- [Source material]
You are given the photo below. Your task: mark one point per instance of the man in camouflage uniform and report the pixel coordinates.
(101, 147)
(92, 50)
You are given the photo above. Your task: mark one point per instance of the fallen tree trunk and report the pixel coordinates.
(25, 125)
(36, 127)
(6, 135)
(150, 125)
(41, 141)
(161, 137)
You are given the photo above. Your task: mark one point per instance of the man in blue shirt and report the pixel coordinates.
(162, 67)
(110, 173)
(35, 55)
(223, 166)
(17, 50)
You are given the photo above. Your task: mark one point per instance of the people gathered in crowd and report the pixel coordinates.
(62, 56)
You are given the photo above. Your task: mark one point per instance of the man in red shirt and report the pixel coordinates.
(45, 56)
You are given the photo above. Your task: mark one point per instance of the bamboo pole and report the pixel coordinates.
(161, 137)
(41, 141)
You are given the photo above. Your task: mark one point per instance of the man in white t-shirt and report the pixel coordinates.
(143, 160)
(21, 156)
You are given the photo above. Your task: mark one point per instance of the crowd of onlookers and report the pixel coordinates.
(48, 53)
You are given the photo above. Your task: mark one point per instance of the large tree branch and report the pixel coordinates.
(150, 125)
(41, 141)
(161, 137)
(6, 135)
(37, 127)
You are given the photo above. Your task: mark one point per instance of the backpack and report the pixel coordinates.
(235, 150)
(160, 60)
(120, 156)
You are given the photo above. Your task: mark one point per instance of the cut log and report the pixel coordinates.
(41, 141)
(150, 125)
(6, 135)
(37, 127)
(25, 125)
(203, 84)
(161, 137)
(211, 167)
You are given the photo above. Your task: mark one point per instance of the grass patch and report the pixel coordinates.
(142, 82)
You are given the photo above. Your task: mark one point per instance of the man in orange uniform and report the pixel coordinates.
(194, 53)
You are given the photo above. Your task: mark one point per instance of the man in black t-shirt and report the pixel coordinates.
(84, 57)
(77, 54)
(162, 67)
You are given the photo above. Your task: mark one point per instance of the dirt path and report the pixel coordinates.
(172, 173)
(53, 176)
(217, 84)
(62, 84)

- [Required work] Take the lines from the one containing "blue shirt and report the pixel coordinates." through the final line of the entries above, and set them down exactly, with nothing added.

- [Solution below]
You are given the photo above. Your task: mark one point per instance of the man in blue shirt and report the pixel coordinates.
(162, 67)
(110, 173)
(35, 55)
(223, 166)
(17, 50)
You are given the photo above. Your task: mark one point per instance of the people gathered in crowd and report the pixel coordinates.
(62, 56)
You are given the photo above. Your task: mark one point per instance of the man in red shirt and report the pixel coordinates.
(45, 56)
You are given the photo above. Your task: mark one point per instance of the bamboo pole and report the pixel coordinates.
(161, 137)
(41, 141)
You are given the photo above. Your task: mark one point per instance of the man in white t-shirt and report the pixel coordinates.
(143, 160)
(21, 156)
You are given the photo above. Your task: mark one point per instance of the crowd of onlookers and report the pixel coordinates.
(48, 53)
You are given the photo above. Your task: mark one point per instance of the large tree branch and report the pixel coordinates.
(150, 125)
(41, 141)
(161, 137)
(6, 135)
(37, 127)
You are given the photo above. Your task: mark one point per instance of the backpack and report the pixel coordinates.
(235, 150)
(160, 60)
(120, 156)
You are given the photo above. Your task: mark one point per instance of the cut log and report the pixel coordinates.
(41, 141)
(150, 125)
(6, 135)
(37, 127)
(25, 125)
(203, 84)
(161, 137)
(211, 167)
You are given the photo above. Your task: mark one point per instance of the grass patch and report the pixel coordinates.
(142, 82)
You are given the photo above. Your task: mark one point per instance of the man in orange uniform and report the pixel coordinates.
(194, 53)
You are given the photo above. Your task: mark one point per instance of the man in black t-shirt and report the pixel coordinates.
(84, 57)
(77, 54)
(162, 67)
You are given the photo above. Your task: mark one point per instance of the dirt path and report the pixel coordinates.
(172, 173)
(53, 176)
(217, 84)
(62, 84)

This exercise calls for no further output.